# What to work on
1. According to the Medicare article, which organization had helped block Kennedy's bill in Congress?
2. Write the next part of the Medicare article, picking up after its final sentence.

‘The Passage of Power’ and the Passage of Medicare

‘The Passage of Power’ and the Passage of Medicare

A long-awaited biography of Lyndon Johnson goes inside White House strategy in the early 1960s. Does the battle to pass Medicare hold any lessons for today?

Fifty years ago this month, surrounded by thousands of elderly New Yorkers, John F. Kennedy stepped to the front of a crowded stage and began one of the highest-profile moments of his young presidency: a nationally televised stump speech on Medicare.

“We’re all going to be in a hospital, 9 out of 10 of us, before we finally pass away,” Kennedy reminded a packed audience at Madison Square Garden. “This is a campaign to help people meet their [financial] responsibilities.”

Kennedy urged the 20,000 attendees — and the 30 million viewers at home — to support his controversial proposal to fund seniors’ hospital care. He exhorted the nation’s physicians to break with the American Medical Association, which had helped block the bill in Congress. Other administration officials led similar rallies in nearly 50 cities.

# Dataset entries

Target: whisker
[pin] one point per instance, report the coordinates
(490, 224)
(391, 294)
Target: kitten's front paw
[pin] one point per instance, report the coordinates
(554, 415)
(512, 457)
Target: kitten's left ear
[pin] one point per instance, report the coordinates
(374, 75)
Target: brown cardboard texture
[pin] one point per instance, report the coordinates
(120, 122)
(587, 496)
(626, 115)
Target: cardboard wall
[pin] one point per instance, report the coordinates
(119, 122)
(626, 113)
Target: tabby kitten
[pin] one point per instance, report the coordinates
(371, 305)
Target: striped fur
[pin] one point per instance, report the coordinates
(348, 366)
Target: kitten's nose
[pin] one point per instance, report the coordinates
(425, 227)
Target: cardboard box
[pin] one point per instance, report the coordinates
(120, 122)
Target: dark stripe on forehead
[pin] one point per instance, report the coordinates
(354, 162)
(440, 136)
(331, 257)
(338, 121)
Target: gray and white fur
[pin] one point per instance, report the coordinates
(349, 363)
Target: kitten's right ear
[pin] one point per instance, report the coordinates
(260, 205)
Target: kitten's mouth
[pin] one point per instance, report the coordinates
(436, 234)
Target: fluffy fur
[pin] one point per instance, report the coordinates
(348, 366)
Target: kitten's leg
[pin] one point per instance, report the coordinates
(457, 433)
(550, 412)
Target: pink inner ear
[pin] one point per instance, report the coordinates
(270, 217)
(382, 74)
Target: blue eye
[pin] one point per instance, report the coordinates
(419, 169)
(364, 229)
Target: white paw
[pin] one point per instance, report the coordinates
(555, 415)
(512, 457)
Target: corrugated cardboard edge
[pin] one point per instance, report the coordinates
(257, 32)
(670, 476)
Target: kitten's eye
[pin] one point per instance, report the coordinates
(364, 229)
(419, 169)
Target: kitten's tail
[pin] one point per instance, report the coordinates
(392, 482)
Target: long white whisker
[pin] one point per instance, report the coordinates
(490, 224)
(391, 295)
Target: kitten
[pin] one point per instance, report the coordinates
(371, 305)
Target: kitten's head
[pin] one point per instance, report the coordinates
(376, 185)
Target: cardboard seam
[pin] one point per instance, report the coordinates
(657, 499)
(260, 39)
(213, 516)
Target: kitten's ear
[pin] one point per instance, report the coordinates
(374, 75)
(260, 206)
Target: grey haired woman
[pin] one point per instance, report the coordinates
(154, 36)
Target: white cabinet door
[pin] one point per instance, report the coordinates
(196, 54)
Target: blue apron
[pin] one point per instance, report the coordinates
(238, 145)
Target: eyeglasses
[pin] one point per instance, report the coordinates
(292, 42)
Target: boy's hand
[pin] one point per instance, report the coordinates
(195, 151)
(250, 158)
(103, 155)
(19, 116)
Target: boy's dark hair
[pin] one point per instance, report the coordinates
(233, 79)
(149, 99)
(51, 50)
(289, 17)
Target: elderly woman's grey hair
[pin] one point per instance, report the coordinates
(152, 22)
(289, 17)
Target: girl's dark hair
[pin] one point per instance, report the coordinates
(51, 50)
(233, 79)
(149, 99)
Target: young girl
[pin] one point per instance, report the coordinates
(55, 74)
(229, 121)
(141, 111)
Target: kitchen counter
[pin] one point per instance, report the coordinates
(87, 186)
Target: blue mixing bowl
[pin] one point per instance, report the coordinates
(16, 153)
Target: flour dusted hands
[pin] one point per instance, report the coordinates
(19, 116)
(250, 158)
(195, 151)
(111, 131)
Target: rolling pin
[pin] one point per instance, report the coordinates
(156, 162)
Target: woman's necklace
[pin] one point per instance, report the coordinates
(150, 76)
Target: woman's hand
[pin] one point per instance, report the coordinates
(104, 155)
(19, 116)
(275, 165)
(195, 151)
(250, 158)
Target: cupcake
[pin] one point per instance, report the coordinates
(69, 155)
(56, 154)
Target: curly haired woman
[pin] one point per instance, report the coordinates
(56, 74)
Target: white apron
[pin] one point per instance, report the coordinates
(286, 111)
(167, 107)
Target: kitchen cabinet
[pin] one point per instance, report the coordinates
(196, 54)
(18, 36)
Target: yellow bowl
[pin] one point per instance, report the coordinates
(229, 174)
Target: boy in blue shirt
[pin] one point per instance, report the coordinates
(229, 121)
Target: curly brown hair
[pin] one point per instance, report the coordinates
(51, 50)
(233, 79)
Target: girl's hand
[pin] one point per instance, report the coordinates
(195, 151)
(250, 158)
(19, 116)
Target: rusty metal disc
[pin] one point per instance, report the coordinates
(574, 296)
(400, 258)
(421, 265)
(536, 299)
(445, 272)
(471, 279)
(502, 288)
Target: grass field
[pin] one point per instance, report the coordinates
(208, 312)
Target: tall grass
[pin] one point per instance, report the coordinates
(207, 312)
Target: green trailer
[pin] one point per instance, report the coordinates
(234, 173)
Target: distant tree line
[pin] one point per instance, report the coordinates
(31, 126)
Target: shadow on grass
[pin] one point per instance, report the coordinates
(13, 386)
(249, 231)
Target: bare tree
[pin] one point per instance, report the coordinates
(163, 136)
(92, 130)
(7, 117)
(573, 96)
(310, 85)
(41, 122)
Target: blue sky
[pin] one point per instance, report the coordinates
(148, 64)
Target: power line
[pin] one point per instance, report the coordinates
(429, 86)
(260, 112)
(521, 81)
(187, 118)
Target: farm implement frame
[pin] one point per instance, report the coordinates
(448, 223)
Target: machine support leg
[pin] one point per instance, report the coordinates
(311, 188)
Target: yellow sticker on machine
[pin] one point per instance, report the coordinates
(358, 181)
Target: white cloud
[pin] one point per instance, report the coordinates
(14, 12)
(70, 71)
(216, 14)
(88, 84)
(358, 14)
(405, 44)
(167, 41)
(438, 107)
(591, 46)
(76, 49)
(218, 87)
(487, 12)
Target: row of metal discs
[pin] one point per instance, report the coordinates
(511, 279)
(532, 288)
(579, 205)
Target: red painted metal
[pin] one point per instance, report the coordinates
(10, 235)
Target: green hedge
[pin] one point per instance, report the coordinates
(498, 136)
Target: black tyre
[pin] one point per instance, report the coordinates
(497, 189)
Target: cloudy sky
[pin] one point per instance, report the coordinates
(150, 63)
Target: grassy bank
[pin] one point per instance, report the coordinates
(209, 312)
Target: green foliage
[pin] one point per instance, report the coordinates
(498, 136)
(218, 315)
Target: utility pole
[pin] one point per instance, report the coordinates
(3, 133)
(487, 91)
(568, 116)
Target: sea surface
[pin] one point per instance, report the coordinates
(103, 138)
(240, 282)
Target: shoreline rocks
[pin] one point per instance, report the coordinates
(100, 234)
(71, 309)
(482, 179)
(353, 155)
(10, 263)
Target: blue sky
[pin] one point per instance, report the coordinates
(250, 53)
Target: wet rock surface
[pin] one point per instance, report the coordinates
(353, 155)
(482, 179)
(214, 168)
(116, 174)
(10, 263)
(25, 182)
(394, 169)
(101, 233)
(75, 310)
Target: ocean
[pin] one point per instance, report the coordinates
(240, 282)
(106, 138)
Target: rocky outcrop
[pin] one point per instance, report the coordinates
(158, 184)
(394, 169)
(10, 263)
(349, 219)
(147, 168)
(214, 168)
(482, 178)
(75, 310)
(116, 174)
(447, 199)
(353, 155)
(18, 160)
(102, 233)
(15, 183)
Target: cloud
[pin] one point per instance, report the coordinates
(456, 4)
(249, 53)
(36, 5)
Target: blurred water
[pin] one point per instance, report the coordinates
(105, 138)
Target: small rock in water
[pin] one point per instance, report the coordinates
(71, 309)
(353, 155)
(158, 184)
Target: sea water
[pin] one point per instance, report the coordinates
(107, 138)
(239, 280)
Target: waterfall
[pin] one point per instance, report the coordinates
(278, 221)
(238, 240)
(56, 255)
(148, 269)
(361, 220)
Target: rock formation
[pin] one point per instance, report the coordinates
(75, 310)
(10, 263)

# Answers per task
1. The American Medical Association.

2.
It was the culmination of Kennedy’s months-long Medicare campaign.

It failed.

JFK’s Legacy or LBJ’s Triumph?

The road to health reform, from Harry Truman’s misfires to Barack Obama’s own proposals, has been full of potholes. Even the path to the now-beloved Medicare program was long and bumpy, as Kennedy’s fraught experience illustrates.

JFK’s 1962 Medicare defeat — and Lyndon Johnson’s 1965 Medicare victory — are back in the news again this week, thanks to the publication of Robert Caro’s new book, “The Passage of Power.”

Published on Tuesday, the highly anticipated biography traces Johnson’s journey between 1960 and 1964: A titan of Congress reduced to unpopular vice president, stewing in the shadow of “Camelot,” until JFK’s assassination thrust LBJ into the Oval Office, too.

Does the fight for Medicare hold any takeaways for today? The two policy battles are staggeringly different, but here are four lessons from across the years.

Lesson #1: This Has All Happened Before … Sort Of

As many have noted, the mid-1960s Medicare battle laid the seeds, and themes, that would come to define future health reform debates and the Affordable Care Act itself.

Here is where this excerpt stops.